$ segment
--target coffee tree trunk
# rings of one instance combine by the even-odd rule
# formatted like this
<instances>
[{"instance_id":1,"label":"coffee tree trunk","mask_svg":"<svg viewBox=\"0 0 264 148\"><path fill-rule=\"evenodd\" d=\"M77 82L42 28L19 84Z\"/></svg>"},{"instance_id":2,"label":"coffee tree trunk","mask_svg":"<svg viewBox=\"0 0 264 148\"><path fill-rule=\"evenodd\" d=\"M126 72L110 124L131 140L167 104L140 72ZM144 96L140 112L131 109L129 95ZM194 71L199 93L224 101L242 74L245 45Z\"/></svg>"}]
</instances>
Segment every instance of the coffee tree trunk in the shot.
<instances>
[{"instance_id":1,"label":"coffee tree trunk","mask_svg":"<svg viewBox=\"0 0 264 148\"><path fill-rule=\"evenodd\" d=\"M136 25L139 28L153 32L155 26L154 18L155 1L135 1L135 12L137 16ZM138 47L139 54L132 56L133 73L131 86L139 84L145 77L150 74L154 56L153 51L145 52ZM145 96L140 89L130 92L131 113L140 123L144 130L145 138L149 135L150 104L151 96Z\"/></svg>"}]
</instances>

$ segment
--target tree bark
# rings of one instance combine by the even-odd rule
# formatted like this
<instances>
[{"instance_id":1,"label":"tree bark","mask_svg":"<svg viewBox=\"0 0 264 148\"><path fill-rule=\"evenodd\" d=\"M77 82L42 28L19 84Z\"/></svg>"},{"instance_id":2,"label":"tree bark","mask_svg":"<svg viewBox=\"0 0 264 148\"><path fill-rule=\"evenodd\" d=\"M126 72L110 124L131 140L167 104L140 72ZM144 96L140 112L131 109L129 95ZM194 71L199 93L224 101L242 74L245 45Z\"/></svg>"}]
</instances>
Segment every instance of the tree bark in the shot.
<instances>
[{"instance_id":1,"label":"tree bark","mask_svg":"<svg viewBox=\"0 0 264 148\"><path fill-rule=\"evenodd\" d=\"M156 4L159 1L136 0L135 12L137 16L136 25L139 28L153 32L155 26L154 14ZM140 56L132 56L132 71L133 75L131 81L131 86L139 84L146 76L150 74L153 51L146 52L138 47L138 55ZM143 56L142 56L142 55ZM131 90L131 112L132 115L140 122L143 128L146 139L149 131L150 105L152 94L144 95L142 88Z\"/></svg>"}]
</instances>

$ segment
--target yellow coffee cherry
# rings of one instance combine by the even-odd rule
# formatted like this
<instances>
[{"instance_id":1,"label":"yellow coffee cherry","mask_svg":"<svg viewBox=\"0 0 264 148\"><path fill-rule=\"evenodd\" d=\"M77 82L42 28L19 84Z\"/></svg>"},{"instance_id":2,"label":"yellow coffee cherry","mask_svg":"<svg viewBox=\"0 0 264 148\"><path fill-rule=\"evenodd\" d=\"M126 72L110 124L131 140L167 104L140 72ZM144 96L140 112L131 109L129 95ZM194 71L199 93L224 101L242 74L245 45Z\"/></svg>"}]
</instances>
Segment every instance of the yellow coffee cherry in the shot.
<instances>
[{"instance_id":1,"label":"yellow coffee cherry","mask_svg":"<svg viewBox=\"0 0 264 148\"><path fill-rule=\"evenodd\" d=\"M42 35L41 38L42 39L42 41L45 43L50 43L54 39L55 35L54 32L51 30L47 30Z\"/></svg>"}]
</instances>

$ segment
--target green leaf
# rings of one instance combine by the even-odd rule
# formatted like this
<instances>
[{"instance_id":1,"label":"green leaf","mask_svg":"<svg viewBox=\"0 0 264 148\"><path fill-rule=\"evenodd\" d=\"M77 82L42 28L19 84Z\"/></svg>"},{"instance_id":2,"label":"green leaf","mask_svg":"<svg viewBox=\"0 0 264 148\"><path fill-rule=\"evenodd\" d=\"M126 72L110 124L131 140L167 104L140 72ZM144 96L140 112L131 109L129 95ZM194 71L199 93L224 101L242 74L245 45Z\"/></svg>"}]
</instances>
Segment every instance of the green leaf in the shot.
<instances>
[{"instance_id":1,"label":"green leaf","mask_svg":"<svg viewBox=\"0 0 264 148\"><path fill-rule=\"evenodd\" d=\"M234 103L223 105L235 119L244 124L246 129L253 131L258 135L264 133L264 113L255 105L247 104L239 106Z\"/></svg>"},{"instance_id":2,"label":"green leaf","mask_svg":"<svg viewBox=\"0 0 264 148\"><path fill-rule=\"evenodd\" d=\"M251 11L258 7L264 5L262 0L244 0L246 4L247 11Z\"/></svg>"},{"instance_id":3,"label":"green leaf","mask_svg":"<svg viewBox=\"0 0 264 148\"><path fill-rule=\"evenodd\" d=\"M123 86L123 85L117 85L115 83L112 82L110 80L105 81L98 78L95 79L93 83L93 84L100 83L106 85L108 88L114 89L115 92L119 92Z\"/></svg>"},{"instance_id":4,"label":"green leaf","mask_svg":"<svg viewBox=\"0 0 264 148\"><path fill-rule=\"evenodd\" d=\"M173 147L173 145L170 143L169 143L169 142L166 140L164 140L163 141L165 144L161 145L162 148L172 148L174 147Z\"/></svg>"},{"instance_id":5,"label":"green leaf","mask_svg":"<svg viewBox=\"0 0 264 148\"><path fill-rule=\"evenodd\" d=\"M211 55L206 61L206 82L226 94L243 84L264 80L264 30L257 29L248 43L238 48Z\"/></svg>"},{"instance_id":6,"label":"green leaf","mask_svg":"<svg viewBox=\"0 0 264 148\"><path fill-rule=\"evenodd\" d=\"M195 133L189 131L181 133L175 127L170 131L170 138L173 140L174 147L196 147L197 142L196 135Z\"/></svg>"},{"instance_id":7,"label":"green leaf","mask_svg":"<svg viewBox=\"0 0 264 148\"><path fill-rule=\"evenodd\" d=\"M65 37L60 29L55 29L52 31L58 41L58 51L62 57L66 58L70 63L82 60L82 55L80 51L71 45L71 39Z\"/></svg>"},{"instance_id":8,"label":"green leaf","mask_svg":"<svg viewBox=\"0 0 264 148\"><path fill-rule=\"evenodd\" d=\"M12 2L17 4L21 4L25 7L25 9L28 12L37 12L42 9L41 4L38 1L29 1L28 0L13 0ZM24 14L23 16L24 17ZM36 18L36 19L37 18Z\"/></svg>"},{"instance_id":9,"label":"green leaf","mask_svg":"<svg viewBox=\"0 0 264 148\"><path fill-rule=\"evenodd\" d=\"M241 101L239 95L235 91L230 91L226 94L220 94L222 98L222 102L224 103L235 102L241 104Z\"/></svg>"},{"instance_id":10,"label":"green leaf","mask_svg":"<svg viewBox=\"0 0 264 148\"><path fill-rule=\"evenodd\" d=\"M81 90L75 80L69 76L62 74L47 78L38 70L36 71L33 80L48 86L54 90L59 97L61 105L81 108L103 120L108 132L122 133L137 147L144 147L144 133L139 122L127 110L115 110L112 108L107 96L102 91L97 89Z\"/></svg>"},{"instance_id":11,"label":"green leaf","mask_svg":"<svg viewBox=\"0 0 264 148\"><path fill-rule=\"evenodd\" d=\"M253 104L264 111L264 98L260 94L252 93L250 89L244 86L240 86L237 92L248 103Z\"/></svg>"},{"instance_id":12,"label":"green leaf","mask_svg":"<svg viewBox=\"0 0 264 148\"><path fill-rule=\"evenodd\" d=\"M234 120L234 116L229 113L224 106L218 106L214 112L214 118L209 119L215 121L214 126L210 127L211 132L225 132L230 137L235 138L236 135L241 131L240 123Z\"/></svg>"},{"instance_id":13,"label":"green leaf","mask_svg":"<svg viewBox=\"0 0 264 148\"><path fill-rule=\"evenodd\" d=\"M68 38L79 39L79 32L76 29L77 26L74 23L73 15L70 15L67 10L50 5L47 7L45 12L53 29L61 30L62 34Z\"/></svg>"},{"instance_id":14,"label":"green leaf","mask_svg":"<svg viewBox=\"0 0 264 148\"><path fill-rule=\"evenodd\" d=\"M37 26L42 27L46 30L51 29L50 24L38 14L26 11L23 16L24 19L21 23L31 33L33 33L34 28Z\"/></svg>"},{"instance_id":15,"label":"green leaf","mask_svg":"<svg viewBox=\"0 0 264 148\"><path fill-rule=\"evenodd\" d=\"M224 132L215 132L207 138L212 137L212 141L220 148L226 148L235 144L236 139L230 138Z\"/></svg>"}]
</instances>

--

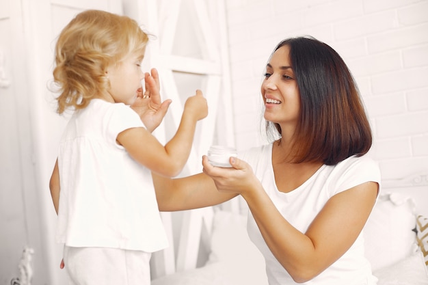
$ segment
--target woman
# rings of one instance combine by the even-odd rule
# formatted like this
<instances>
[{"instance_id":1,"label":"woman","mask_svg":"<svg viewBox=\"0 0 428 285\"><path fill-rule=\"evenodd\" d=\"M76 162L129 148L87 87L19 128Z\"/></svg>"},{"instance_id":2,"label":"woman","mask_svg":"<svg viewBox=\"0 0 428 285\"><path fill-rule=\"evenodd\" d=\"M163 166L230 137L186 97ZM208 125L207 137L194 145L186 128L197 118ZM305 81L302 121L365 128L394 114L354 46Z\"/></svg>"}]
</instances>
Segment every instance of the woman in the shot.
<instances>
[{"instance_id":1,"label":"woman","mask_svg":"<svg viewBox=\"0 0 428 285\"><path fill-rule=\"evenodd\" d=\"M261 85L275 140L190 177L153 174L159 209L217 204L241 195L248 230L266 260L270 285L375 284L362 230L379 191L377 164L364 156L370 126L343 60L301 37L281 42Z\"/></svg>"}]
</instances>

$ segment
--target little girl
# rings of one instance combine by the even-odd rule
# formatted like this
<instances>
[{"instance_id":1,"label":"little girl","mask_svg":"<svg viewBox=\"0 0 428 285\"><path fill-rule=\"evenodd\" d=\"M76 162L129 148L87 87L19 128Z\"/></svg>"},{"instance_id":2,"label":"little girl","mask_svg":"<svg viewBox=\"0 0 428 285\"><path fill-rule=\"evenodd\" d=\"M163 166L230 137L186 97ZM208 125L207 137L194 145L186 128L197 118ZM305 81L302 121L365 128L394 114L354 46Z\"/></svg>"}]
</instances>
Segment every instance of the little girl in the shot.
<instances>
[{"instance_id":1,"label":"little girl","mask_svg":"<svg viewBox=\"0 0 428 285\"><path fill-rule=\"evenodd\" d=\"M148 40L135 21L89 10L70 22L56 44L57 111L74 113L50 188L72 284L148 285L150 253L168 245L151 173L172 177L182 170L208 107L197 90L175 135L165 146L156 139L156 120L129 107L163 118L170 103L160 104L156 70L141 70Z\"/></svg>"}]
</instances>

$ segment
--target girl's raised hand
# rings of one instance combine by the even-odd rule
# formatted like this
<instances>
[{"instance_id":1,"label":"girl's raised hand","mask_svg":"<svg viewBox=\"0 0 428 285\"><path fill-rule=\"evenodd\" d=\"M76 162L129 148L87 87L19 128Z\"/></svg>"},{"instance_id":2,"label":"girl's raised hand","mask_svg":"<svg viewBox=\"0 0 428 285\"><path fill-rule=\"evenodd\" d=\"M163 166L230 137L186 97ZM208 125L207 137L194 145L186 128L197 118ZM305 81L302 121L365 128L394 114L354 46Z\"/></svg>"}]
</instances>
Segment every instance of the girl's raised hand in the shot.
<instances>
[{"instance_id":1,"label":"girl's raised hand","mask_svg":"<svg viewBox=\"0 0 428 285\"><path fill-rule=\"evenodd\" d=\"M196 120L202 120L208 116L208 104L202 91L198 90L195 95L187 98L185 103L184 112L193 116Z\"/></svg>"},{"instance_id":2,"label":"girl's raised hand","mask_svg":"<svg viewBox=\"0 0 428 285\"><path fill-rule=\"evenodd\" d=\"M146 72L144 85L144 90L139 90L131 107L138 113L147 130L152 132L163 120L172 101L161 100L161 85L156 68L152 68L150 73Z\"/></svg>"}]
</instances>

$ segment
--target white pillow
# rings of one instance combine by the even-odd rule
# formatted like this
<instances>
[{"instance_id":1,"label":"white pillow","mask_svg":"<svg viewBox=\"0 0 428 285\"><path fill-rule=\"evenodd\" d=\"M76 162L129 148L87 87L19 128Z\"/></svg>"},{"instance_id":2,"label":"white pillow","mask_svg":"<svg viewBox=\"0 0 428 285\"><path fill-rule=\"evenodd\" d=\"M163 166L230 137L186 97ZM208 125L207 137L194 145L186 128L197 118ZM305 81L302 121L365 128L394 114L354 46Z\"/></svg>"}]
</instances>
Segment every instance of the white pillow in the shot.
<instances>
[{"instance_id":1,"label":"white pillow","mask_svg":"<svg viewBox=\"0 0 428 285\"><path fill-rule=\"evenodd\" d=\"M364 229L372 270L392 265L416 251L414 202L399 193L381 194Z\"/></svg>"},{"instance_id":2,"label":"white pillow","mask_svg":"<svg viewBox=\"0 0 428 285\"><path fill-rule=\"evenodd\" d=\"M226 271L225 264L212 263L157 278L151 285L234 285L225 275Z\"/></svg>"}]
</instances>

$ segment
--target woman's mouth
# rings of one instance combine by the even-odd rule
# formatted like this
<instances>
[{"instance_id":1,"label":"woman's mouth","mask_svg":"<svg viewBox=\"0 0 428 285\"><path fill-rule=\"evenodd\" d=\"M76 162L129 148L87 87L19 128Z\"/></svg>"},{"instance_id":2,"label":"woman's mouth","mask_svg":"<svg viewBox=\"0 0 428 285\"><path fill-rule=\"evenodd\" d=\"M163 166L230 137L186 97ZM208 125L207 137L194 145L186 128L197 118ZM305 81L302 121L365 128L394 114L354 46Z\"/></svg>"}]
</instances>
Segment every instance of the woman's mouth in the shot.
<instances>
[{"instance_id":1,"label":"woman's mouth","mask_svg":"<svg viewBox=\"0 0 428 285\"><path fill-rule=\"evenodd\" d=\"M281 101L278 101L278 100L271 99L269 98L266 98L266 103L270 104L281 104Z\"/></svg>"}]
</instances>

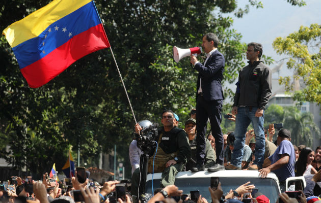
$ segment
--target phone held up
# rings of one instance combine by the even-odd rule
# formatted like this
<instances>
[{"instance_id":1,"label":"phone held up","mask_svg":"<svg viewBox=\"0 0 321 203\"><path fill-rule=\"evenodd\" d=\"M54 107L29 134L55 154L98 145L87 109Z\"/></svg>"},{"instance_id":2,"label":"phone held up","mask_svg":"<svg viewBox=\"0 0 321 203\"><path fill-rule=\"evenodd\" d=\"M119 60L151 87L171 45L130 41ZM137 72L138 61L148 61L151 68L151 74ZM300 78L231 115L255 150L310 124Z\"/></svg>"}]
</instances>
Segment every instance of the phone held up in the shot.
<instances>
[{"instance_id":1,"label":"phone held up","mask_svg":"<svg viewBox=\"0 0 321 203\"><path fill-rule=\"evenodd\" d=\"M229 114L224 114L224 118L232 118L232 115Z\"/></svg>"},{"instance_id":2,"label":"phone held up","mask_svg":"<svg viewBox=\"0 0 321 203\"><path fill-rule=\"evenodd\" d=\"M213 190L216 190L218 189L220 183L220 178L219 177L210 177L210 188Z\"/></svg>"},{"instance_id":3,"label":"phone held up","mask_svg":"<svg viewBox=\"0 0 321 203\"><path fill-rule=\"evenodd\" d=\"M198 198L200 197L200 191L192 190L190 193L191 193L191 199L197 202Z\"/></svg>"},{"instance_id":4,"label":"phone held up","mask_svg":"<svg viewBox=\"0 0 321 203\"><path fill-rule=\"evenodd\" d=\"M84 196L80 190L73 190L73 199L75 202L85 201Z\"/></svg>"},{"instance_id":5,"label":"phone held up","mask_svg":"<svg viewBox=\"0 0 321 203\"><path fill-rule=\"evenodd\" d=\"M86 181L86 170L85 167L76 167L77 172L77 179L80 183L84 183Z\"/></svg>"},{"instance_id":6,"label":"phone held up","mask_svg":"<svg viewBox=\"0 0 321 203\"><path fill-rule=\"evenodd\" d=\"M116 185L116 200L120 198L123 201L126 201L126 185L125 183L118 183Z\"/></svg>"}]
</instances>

--

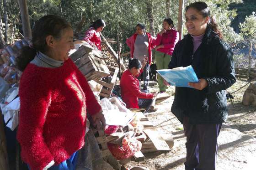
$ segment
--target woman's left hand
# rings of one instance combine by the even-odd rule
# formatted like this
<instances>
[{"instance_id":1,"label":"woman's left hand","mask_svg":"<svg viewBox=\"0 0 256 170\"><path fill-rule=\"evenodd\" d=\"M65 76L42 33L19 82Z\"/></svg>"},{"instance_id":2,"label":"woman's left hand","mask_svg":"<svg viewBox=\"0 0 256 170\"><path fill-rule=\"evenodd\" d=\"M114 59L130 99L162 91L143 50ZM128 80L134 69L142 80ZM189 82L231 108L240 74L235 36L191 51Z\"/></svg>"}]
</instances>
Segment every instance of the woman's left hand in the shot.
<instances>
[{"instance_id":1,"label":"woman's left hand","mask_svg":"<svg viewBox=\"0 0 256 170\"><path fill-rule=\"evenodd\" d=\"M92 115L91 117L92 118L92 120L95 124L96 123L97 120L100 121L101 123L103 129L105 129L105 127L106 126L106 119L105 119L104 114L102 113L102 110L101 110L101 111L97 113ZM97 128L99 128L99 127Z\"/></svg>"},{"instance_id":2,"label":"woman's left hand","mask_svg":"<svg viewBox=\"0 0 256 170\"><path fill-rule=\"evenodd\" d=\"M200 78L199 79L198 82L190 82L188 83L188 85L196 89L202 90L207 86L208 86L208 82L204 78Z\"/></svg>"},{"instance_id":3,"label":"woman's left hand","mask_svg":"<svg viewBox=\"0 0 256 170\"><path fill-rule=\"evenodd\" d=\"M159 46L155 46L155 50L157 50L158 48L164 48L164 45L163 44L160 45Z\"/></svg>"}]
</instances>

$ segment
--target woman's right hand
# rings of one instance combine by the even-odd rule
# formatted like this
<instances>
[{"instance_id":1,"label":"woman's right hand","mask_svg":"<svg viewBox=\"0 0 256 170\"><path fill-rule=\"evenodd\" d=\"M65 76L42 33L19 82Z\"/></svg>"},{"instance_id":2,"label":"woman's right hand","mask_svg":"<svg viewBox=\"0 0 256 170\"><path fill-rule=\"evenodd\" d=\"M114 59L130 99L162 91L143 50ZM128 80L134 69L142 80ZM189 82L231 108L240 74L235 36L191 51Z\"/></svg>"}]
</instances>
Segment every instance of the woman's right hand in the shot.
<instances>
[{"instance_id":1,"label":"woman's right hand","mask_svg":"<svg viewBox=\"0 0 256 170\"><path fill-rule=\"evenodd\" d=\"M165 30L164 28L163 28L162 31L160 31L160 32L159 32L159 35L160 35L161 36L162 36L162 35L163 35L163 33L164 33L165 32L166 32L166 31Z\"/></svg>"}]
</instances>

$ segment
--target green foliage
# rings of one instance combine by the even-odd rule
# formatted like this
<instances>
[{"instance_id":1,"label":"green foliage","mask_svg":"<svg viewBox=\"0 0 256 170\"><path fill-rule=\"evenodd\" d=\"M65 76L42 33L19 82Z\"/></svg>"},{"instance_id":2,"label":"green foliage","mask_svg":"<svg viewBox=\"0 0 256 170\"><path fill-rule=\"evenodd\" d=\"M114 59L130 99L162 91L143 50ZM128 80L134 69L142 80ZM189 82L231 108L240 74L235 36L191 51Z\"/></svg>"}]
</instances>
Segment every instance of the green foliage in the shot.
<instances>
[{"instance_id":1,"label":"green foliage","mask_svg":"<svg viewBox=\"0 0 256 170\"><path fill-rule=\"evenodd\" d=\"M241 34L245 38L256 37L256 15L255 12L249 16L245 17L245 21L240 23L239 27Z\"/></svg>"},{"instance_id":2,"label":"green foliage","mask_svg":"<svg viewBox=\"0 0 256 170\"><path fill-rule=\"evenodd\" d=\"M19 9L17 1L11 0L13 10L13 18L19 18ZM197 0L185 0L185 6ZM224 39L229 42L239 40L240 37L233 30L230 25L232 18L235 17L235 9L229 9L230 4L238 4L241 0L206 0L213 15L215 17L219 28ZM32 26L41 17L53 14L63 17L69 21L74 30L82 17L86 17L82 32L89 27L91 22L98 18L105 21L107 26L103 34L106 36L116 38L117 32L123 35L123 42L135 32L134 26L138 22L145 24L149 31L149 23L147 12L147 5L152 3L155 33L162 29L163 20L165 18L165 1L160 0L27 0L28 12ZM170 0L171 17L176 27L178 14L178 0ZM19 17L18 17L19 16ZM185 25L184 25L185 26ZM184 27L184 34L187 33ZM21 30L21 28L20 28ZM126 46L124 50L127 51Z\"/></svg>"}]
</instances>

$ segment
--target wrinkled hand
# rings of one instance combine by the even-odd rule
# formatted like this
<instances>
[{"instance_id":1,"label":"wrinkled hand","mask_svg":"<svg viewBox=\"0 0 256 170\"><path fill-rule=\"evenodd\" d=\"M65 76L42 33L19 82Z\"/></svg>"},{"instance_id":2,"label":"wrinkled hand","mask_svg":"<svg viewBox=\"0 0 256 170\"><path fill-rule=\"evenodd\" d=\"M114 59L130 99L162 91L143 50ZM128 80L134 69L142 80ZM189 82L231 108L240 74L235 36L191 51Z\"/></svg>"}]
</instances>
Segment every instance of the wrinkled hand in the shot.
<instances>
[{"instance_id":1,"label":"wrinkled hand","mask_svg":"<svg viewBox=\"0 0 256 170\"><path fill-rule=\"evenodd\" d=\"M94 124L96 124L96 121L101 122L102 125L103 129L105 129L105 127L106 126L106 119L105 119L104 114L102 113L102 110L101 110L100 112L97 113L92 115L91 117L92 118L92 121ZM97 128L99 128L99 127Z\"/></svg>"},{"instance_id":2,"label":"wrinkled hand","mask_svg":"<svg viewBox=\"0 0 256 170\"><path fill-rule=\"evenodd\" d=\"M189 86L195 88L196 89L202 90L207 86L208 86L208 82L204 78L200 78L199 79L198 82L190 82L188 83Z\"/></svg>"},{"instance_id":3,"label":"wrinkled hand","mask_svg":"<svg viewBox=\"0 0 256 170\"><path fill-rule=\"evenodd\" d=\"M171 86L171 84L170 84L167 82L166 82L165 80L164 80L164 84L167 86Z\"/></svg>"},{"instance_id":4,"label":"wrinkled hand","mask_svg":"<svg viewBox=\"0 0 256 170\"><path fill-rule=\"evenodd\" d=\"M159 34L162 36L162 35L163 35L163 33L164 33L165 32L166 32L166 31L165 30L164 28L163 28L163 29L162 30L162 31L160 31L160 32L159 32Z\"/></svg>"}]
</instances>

### WRITTEN INSTRUCTION
Which lines in the items above contain the string "pillow"? Return every such line in full, and treat uppercase and lowercase letters as different.

### EXPECTED ANSWER
--target white pillow
[{"instance_id":1,"label":"white pillow","mask_svg":"<svg viewBox=\"0 0 428 285\"><path fill-rule=\"evenodd\" d=\"M76 162L129 148L87 87L19 128Z\"/></svg>"},{"instance_id":2,"label":"white pillow","mask_svg":"<svg viewBox=\"0 0 428 285\"><path fill-rule=\"evenodd\" d=\"M163 166L230 137L186 97ZM208 125L207 137L194 145L186 128L197 118ZM305 81L302 121L365 128L394 114L354 46Z\"/></svg>"}]
Segment every instance of the white pillow in the shot.
[{"instance_id":1,"label":"white pillow","mask_svg":"<svg viewBox=\"0 0 428 285\"><path fill-rule=\"evenodd\" d=\"M364 229L372 270L392 265L416 251L414 202L399 193L381 194Z\"/></svg>"},{"instance_id":2,"label":"white pillow","mask_svg":"<svg viewBox=\"0 0 428 285\"><path fill-rule=\"evenodd\" d=\"M226 271L225 264L212 263L157 278L151 285L234 285L225 275Z\"/></svg>"}]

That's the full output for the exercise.